*** Opening MATERIAL PROVIDED ***
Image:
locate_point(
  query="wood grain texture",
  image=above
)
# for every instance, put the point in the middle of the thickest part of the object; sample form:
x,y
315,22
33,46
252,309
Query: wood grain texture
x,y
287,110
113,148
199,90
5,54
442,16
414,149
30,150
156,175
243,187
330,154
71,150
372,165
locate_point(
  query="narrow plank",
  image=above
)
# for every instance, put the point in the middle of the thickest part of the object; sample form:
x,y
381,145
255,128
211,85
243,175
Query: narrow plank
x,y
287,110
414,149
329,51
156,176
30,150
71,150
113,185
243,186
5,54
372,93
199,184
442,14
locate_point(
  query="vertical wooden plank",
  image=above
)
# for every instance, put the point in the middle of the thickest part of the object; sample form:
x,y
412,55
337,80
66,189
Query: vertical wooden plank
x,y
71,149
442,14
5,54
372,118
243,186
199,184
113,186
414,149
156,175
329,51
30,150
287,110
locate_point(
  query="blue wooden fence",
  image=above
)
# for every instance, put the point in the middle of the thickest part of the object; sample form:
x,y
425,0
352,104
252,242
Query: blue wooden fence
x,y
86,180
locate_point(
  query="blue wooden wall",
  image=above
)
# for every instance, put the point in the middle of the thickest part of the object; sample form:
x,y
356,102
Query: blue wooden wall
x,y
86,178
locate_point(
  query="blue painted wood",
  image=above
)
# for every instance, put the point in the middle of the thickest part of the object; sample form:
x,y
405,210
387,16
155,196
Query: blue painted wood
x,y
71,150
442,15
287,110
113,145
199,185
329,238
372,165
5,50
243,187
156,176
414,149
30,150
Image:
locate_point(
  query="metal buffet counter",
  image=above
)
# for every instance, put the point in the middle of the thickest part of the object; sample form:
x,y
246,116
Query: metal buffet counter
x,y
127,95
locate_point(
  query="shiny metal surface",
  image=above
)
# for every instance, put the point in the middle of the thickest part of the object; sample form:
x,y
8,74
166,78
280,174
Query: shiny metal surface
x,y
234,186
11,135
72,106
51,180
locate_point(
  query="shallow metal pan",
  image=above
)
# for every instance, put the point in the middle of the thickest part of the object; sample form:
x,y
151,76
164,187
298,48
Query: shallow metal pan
*** Closing MATERIAL PROVIDED ***
## WHAT YOU SHOULD DO
Your job is to write out the data exactly as it stands.

## OUTPUT BELOW
Image:
locate_point(
  query="wood grain texture",
  image=above
)
# for every instance, put the point in the middle of the thickest part of the object; sample form:
x,y
315,22
33,46
252,309
Query: wood grain texture
x,y
287,110
113,148
199,90
5,54
442,16
414,149
30,150
156,175
243,187
330,154
71,150
372,165
locate_point(
  query="narrow plank",
  image=above
)
# for every instance, put the point in the middle of the thickest part of the object; sample form:
x,y
381,145
255,128
211,85
243,175
Query: narrow plank
x,y
287,110
414,149
329,51
156,176
30,150
71,150
113,185
243,186
5,54
372,93
199,184
442,14
locate_point(
  query="vertical wooden plank",
  image=above
)
# for every instance, put the point in the middle of the thickest part of the object; sample form:
x,y
412,55
337,80
66,189
Query: vertical wooden plank
x,y
71,149
442,14
5,54
372,118
243,186
199,184
113,186
414,149
156,175
329,51
30,150
287,110
locate_point(
  query="blue wooden fence",
  image=above
)
# for every instance, put the point in the middle of the thickest part of the object; sample form:
x,y
425,0
352,104
252,242
Query: blue wooden fence
x,y
86,180
locate_point(
  query="blue wooden wall",
  image=above
)
# for every instance, put the point in the middle of the thickest part of the object; sample form:
x,y
356,102
Query: blue wooden wall
x,y
86,178
locate_point(
  query="blue painted wood",
  image=above
)
# for every instance, put the point in the middle of the thickest part of the object; sample form:
x,y
405,210
387,16
155,196
Query: blue painted wood
x,y
71,150
442,15
287,110
113,145
199,185
329,238
372,165
5,50
243,187
156,176
414,149
30,150
Image:
locate_point(
  query="metal buffet counter",
  image=above
)
# for every instance, put the point in the middle of the thickest part of the object; sample form:
x,y
246,116
Query: metal buffet counter
x,y
127,95
locate_point(
  query="shiny metal surface",
  image=above
)
# for every instance, put the point in the middle of the thickest part of the object; sample form:
x,y
8,74
166,78
280,174
Query: shiny metal surface
x,y
234,186
11,135
72,106
51,180
locate_point(
  query="shallow metal pan",
  image=above
)
# for every instance, put the point in the middle of the thickest part of the object; sample form:
x,y
151,76
164,187
298,48
Query: shallow metal pan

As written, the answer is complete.